**Consigne:**
Recopiez le passage du texte sur Marie qui commence par les mots contenant « Epuisement et abandon » et se termine par « construisait les cathédrales. », en substituant « aînés » à « collègues ».

**Texte présenté:**
Epuisement et abandon
Voici l’histoire et les propos de Marie, 27 ans cette année qui a obtenu son diplôme d’infirmière il y a 6 ans et depuis travaille aux urgences de son hôpital. Son métier, elle l’a choisi. Elle a aussi été enthousiasmée par les urgences lors d’un de ses stages et elle a immédiatement pris le poste disponible dans le service à la sortie de son école. Elle a beaucoup appris sur le tas, car elle s’est vite rendu compte qu’elle ne connaissait pas grand-chose après ses trois ans d’études et que l’expérience s’apprend auprès des collègues qui ont un peu de bouteille. Elle a appris que cela s’appelle le compagnonnage. Elle a trouvé ce terme sympa, qui lui a rappelé ses cours d’histoire au collège sur les compagnons du Moyen-Age qui construisait les cathédrales.

**Matériel fourni:**
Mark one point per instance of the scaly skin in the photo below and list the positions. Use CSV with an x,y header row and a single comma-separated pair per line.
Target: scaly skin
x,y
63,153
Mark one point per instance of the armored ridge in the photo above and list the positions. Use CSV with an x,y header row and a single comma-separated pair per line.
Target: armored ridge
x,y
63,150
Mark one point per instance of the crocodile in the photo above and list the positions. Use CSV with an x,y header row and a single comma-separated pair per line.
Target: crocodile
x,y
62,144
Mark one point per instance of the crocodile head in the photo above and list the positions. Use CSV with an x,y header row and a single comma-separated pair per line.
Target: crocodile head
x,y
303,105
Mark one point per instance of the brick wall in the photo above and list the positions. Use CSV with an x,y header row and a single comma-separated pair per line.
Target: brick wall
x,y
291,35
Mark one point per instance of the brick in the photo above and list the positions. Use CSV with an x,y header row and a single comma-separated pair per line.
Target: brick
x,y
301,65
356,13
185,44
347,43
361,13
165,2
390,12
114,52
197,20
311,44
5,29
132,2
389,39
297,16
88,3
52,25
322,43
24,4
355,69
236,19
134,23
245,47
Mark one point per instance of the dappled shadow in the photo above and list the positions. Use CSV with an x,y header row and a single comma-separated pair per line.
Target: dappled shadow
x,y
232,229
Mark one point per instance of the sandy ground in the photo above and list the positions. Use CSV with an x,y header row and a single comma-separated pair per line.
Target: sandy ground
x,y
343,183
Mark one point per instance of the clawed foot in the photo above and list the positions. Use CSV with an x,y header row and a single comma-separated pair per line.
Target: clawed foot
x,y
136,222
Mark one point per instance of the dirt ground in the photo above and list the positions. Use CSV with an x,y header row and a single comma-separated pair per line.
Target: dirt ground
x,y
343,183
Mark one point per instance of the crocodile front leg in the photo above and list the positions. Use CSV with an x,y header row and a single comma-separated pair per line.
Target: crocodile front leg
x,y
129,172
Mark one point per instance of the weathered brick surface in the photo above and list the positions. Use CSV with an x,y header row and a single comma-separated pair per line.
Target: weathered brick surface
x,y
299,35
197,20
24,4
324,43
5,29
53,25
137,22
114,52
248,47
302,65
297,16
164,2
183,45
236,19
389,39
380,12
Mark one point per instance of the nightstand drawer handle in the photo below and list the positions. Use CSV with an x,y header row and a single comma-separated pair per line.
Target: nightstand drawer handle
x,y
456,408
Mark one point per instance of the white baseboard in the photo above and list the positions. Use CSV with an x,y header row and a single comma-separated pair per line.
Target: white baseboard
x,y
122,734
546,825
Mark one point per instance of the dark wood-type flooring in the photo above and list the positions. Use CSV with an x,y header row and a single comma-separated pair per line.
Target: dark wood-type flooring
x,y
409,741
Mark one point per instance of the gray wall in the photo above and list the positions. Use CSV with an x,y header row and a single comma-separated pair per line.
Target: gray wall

**Espace réponse:**
Epuisement et abandon
Voici l’histoire et les propos de Marie, 27 ans cette année qui a obtenu son diplôme d’infirmière il y a 6 ans et depuis travaille aux urgences de son hôpital. Son métier, elle l’a choisi. Elle a aussi été enthousiasmée par les urgences lors d’un de ses stages et elle a immédiatement pris le poste disponible dans le service à la sortie de son école. Elle a beaucoup appris sur le tas, car elle s’est vite rendu compte qu’elle ne connaissait pas grand-chose après ses trois ans d’études et que l’expérience s’apprend auprès des aînés qui ont un peu de bouteille. Elle a appris que cela s’appelle le compagnonnage. Elle a trouvé ce terme sympa, qui lui a rappelé ses cours d’histoire au collège sur les compagnons du Moyen-Age qui construisait les cathédrales.